- [Material provided]:
*** Block opens ***
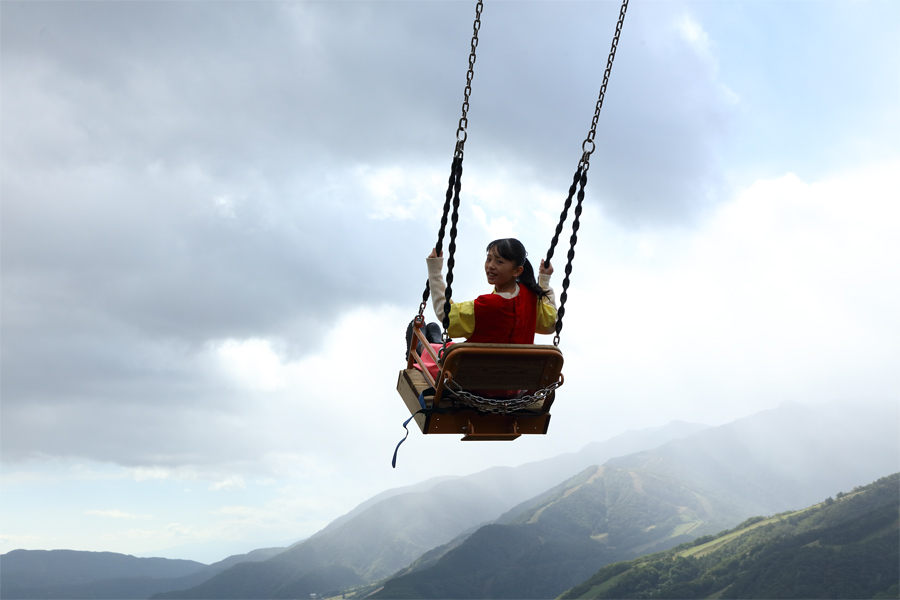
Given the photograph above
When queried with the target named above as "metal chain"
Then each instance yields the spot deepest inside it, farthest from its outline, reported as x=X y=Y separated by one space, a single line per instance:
x=501 y=406
x=580 y=179
x=464 y=119
x=588 y=146
x=454 y=182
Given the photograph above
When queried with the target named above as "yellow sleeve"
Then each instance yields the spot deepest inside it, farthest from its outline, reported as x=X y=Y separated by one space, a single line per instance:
x=462 y=319
x=546 y=317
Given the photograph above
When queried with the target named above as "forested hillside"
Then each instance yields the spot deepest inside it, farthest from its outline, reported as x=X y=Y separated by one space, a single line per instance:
x=387 y=535
x=845 y=547
x=783 y=459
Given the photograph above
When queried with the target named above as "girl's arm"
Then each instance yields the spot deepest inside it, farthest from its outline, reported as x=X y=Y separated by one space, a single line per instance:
x=462 y=314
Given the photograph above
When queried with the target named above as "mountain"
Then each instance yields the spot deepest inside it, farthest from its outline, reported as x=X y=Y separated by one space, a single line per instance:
x=31 y=574
x=387 y=533
x=843 y=548
x=781 y=459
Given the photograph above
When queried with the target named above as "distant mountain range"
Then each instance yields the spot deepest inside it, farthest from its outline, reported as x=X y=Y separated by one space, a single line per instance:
x=843 y=548
x=36 y=574
x=537 y=530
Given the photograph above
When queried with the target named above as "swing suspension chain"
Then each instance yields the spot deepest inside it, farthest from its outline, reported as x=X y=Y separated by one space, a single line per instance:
x=579 y=181
x=454 y=183
x=456 y=174
x=451 y=261
x=461 y=134
x=500 y=406
x=588 y=146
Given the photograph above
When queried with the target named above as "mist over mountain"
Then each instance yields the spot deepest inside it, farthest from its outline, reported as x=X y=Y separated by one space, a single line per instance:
x=532 y=531
x=34 y=574
x=381 y=537
x=656 y=499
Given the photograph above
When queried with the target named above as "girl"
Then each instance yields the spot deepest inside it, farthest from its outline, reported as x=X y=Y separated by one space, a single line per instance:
x=518 y=308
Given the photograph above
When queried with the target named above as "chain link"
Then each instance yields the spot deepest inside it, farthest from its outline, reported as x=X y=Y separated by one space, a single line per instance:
x=501 y=406
x=461 y=134
x=588 y=146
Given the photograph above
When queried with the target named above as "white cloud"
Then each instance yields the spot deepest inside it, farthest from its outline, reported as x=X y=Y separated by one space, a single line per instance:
x=115 y=514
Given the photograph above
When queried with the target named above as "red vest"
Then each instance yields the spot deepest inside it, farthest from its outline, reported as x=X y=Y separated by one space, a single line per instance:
x=505 y=321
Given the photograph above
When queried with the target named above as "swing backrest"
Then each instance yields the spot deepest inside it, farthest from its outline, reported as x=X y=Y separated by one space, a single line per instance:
x=502 y=366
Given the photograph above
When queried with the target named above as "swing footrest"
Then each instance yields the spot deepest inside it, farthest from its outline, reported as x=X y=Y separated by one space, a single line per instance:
x=482 y=434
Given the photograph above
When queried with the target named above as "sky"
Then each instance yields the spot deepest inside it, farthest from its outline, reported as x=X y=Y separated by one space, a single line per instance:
x=215 y=217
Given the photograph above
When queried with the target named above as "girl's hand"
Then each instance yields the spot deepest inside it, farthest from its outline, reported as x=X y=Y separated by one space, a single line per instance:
x=545 y=270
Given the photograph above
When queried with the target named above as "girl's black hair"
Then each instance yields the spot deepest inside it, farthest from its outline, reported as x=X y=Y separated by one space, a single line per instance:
x=513 y=250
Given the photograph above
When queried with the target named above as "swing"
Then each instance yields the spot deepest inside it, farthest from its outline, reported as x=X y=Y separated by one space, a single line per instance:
x=490 y=392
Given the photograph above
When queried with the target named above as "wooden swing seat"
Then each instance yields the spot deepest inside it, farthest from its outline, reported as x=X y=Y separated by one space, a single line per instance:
x=485 y=370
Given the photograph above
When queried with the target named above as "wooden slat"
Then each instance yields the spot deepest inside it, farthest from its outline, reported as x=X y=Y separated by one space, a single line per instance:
x=485 y=367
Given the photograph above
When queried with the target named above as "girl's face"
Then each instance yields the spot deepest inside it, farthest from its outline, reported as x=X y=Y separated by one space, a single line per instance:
x=501 y=272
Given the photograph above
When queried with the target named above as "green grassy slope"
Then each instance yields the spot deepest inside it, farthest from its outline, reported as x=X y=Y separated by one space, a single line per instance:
x=847 y=547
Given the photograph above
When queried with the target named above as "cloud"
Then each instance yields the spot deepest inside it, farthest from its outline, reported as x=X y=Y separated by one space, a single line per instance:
x=214 y=219
x=115 y=514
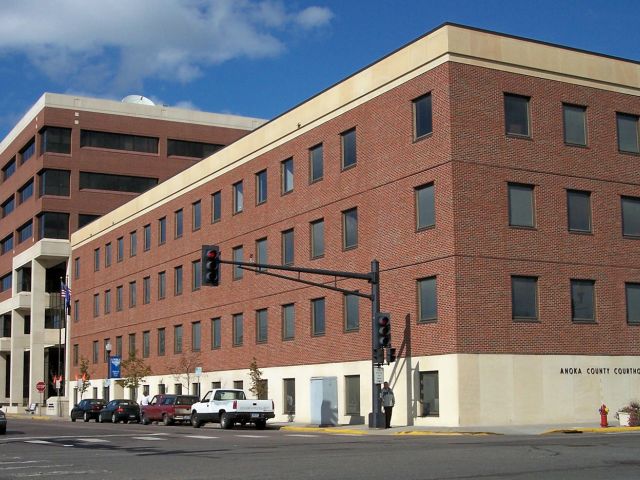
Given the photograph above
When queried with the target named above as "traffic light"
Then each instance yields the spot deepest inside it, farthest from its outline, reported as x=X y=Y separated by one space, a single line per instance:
x=383 y=330
x=210 y=265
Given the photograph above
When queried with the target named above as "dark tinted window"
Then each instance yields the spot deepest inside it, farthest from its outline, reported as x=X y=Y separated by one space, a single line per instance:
x=118 y=141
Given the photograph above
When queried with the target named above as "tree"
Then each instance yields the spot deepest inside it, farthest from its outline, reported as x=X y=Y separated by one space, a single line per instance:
x=258 y=385
x=85 y=376
x=134 y=371
x=184 y=367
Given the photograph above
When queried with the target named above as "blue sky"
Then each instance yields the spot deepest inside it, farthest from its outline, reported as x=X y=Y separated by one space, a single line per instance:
x=252 y=57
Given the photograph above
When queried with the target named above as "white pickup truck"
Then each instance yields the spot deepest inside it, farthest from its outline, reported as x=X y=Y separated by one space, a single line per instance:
x=228 y=407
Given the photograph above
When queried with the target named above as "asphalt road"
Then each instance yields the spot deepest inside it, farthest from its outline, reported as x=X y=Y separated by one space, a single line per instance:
x=61 y=450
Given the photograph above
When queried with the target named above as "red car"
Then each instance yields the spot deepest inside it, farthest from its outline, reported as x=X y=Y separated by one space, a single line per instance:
x=168 y=409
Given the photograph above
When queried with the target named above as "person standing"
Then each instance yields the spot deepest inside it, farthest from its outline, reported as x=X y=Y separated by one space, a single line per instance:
x=388 y=401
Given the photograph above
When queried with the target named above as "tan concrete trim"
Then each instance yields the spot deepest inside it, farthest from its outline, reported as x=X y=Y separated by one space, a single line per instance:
x=448 y=43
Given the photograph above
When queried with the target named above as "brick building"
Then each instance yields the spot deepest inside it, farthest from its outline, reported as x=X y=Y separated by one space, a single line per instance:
x=68 y=161
x=493 y=179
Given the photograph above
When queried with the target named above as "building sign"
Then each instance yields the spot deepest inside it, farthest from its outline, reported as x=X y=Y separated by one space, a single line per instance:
x=114 y=366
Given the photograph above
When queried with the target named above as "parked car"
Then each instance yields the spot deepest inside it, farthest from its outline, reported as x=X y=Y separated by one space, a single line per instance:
x=3 y=423
x=120 y=410
x=87 y=409
x=168 y=409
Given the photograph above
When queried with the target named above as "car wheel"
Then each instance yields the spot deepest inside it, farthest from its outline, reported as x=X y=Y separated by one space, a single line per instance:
x=225 y=421
x=195 y=420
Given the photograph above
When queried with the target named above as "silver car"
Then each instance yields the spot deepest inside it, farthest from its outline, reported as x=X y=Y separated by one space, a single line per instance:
x=3 y=423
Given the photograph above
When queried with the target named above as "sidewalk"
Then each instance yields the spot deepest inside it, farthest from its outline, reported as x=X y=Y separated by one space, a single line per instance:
x=546 y=429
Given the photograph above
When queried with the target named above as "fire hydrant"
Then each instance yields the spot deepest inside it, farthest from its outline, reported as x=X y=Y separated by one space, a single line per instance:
x=603 y=416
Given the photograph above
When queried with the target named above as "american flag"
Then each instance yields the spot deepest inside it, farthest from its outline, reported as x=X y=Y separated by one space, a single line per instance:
x=65 y=292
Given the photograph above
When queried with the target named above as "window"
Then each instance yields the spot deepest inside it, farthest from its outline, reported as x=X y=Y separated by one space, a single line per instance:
x=146 y=237
x=196 y=336
x=53 y=225
x=162 y=230
x=6 y=245
x=422 y=116
x=632 y=291
x=288 y=322
x=238 y=326
x=161 y=342
x=133 y=244
x=316 y=164
x=107 y=302
x=107 y=255
x=524 y=298
x=427 y=299
x=119 y=299
x=628 y=133
x=177 y=280
x=196 y=215
x=352 y=394
x=120 y=249
x=289 y=394
x=348 y=142
x=196 y=275
x=27 y=151
x=582 y=301
x=146 y=344
x=216 y=207
x=216 y=334
x=55 y=140
x=575 y=126
x=178 y=218
x=429 y=394
x=25 y=192
x=261 y=252
x=351 y=312
x=25 y=232
x=516 y=115
x=287 y=247
x=132 y=294
x=317 y=316
x=177 y=339
x=350 y=228
x=238 y=198
x=521 y=205
x=9 y=169
x=317 y=238
x=631 y=216
x=132 y=344
x=579 y=211
x=183 y=148
x=118 y=141
x=425 y=207
x=238 y=255
x=8 y=206
x=146 y=290
x=262 y=325
x=261 y=187
x=286 y=173
x=162 y=285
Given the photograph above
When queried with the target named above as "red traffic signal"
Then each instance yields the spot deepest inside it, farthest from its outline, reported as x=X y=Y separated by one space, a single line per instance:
x=210 y=265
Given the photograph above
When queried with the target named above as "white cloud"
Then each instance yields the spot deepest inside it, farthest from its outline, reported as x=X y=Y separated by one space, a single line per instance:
x=113 y=46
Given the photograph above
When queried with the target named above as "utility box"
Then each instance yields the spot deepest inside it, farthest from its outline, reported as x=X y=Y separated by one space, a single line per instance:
x=324 y=401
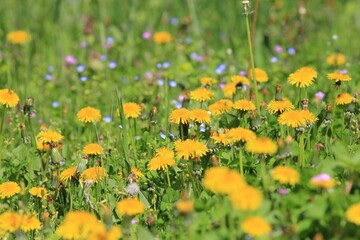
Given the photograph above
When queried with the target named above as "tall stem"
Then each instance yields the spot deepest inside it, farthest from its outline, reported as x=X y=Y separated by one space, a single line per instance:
x=252 y=61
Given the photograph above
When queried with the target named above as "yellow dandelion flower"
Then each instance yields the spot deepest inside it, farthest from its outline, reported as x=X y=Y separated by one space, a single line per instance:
x=279 y=106
x=10 y=221
x=49 y=136
x=285 y=175
x=88 y=115
x=8 y=98
x=303 y=77
x=185 y=206
x=336 y=59
x=222 y=180
x=68 y=174
x=29 y=223
x=256 y=226
x=343 y=98
x=201 y=95
x=322 y=180
x=207 y=81
x=246 y=198
x=241 y=135
x=180 y=116
x=190 y=149
x=80 y=225
x=40 y=192
x=93 y=149
x=260 y=75
x=261 y=145
x=18 y=37
x=244 y=105
x=9 y=189
x=353 y=214
x=200 y=116
x=338 y=77
x=292 y=118
x=43 y=146
x=137 y=172
x=221 y=106
x=229 y=89
x=238 y=79
x=162 y=37
x=163 y=159
x=130 y=207
x=132 y=110
x=94 y=173
x=222 y=138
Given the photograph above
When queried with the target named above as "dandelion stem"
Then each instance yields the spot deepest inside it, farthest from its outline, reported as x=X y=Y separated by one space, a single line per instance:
x=252 y=61
x=241 y=162
x=301 y=154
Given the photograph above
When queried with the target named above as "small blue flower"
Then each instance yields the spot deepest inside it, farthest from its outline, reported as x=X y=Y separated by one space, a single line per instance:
x=291 y=51
x=80 y=68
x=172 y=83
x=48 y=77
x=107 y=119
x=83 y=78
x=55 y=104
x=160 y=81
x=112 y=64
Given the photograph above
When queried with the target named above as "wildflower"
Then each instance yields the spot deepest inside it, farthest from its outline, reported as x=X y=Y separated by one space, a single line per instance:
x=303 y=77
x=190 y=149
x=343 y=98
x=285 y=175
x=89 y=114
x=8 y=98
x=338 y=77
x=180 y=116
x=185 y=206
x=353 y=214
x=241 y=135
x=130 y=207
x=18 y=37
x=336 y=59
x=256 y=226
x=221 y=106
x=322 y=180
x=94 y=173
x=222 y=180
x=131 y=110
x=229 y=89
x=244 y=105
x=80 y=225
x=9 y=189
x=207 y=81
x=201 y=95
x=222 y=138
x=200 y=116
x=238 y=79
x=163 y=159
x=68 y=174
x=137 y=172
x=260 y=75
x=29 y=223
x=93 y=149
x=162 y=37
x=40 y=192
x=49 y=136
x=261 y=145
x=279 y=106
x=292 y=118
x=246 y=198
x=10 y=221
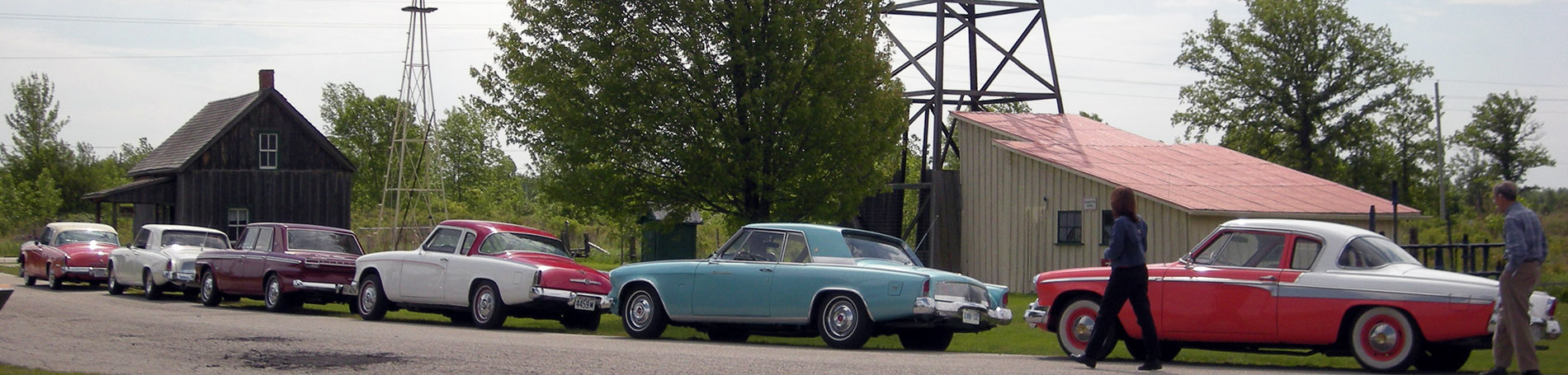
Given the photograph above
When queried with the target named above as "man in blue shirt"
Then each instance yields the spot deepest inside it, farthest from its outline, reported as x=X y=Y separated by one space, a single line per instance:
x=1526 y=250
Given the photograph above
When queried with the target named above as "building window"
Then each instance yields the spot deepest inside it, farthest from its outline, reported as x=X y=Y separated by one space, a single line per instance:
x=239 y=218
x=268 y=147
x=1070 y=227
x=1106 y=220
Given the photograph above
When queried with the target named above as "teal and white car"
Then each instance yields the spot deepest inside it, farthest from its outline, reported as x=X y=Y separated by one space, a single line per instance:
x=808 y=279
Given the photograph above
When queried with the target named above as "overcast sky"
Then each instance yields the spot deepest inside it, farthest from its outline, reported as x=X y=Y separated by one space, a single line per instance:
x=129 y=69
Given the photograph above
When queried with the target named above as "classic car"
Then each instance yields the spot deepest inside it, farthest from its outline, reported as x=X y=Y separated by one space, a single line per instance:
x=1270 y=284
x=484 y=272
x=162 y=258
x=281 y=264
x=808 y=279
x=68 y=251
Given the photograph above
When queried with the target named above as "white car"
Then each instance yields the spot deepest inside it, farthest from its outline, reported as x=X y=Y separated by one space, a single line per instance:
x=162 y=258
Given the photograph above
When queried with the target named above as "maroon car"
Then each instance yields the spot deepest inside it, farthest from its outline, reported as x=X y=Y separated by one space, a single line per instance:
x=484 y=272
x=68 y=251
x=282 y=264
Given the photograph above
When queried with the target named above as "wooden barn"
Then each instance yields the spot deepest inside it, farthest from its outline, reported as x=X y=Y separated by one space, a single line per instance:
x=240 y=161
x=1035 y=194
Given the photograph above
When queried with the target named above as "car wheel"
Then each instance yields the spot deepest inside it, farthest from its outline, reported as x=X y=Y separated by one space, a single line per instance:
x=1078 y=326
x=1442 y=359
x=209 y=293
x=1383 y=340
x=372 y=300
x=1169 y=350
x=720 y=335
x=113 y=283
x=643 y=314
x=580 y=321
x=844 y=324
x=151 y=289
x=932 y=340
x=54 y=279
x=486 y=307
x=275 y=298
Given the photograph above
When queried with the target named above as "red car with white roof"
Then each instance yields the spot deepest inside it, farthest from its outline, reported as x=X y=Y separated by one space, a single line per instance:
x=1296 y=284
x=484 y=272
x=68 y=251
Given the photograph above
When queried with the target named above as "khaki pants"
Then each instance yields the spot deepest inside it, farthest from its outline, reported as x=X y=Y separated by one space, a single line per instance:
x=1514 y=330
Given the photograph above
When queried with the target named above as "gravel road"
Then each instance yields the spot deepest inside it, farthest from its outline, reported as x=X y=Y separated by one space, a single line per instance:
x=87 y=330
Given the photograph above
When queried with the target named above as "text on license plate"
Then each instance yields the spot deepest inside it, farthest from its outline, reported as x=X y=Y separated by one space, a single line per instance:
x=971 y=317
x=585 y=303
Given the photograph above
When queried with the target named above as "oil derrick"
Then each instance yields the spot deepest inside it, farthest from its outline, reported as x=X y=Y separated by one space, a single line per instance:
x=411 y=189
x=991 y=38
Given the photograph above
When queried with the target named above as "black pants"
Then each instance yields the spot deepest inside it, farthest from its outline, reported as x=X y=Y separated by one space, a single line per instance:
x=1126 y=283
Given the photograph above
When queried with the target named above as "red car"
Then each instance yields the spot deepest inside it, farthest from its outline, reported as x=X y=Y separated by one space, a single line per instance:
x=484 y=272
x=68 y=251
x=281 y=264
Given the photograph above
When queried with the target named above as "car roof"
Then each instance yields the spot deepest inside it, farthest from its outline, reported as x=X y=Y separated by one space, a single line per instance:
x=63 y=227
x=305 y=227
x=496 y=227
x=158 y=227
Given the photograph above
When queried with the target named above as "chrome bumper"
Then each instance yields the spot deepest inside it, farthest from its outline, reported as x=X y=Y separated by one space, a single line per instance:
x=956 y=309
x=92 y=272
x=338 y=289
x=568 y=297
x=1037 y=314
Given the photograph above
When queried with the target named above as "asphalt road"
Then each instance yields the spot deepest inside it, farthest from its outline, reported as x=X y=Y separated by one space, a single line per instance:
x=87 y=330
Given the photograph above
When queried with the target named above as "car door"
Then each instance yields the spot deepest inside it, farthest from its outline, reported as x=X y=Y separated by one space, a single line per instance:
x=427 y=267
x=1226 y=293
x=737 y=281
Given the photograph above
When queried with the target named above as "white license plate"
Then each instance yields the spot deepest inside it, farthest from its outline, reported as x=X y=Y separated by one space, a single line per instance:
x=971 y=317
x=585 y=303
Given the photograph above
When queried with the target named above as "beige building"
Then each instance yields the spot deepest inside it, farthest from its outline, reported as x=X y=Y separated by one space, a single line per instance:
x=1035 y=194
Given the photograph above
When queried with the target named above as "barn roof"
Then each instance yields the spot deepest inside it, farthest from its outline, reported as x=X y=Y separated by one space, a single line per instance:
*** Block closes ***
- [What needs to be done]: Lines containing "swing": tally them across the records above and give the total alone.

- [Response]: 5